■ Your objective ■
List every line in the rows below that contains the string "photographic", copying each such line in full. Treat the match as case-sensitive.

■ Records for this task ■
============================================================

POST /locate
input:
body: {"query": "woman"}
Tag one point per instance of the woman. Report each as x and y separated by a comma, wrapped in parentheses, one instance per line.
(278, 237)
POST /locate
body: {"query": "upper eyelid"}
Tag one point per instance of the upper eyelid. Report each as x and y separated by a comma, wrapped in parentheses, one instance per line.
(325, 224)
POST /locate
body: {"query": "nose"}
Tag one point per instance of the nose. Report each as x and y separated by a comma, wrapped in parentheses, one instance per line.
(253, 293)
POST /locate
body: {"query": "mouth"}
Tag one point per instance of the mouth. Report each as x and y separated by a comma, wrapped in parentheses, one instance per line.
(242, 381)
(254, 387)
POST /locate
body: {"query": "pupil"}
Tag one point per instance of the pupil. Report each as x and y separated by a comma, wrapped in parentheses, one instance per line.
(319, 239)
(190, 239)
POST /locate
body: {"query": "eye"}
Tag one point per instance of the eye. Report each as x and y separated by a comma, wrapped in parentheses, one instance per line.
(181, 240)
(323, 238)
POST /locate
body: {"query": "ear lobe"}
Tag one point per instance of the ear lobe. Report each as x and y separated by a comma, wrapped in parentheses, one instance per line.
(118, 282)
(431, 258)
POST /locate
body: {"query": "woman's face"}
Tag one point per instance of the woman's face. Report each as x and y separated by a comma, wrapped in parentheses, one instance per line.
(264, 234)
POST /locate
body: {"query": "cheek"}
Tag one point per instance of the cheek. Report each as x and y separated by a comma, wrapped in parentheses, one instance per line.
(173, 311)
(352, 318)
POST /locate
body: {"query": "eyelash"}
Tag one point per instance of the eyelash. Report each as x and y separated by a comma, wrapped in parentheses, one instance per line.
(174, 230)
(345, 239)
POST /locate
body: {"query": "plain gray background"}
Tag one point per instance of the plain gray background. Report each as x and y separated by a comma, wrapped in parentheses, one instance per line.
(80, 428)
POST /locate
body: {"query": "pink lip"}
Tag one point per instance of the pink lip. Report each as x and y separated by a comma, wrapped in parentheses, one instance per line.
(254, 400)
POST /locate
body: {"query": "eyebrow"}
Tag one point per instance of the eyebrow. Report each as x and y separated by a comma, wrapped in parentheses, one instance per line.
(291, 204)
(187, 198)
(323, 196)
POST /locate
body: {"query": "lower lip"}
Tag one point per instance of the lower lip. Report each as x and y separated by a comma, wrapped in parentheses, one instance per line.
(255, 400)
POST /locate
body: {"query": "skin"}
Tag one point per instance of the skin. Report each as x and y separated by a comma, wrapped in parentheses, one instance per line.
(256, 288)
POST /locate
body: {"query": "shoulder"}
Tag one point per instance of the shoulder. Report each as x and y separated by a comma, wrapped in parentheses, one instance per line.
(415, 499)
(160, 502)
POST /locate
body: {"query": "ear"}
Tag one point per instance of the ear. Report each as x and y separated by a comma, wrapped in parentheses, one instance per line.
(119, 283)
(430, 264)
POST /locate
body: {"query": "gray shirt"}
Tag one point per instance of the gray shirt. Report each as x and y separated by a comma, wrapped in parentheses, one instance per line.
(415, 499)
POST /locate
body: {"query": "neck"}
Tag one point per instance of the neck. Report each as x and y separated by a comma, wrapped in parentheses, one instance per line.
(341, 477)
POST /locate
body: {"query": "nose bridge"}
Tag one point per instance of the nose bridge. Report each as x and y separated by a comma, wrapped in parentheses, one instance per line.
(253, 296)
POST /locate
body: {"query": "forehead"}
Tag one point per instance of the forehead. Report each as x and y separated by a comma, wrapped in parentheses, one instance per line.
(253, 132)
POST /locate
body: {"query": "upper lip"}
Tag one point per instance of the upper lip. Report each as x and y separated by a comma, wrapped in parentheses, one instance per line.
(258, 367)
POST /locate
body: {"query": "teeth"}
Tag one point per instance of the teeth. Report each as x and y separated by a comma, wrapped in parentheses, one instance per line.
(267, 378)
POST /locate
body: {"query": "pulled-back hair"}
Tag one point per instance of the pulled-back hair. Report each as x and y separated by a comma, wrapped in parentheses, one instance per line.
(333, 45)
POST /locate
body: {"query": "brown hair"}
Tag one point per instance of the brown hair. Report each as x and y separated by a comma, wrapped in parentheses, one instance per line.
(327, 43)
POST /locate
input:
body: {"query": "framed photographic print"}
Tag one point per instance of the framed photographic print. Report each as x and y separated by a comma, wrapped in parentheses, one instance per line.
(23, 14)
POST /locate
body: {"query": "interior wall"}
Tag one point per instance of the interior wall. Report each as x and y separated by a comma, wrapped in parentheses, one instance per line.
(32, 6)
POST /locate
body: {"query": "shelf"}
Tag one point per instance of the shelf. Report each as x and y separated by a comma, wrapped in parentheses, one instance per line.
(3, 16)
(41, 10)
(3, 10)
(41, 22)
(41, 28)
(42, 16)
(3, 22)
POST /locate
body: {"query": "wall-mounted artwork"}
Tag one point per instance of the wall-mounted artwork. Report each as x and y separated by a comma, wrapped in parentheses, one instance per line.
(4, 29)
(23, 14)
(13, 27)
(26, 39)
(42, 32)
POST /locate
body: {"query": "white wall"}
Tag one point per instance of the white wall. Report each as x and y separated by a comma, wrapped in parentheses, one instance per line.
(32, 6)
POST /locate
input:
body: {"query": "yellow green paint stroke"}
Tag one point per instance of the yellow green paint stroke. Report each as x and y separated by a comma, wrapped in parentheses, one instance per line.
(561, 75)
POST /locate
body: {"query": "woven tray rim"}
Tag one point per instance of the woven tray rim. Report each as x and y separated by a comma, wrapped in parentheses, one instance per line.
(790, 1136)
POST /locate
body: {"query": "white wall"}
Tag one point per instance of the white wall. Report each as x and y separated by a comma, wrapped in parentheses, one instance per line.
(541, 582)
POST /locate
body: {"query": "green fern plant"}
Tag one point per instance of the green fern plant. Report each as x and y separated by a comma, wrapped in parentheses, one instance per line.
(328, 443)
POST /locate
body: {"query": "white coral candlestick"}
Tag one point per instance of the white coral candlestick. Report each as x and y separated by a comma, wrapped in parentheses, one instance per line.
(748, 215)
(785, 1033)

============================================================

■ Completed exercise ■
body: {"query": "framed photographic print"}
Tag one point per instance of the framed photographic print. Report each as x and y separated by a comma, wrapped in parentheses, one instance per line.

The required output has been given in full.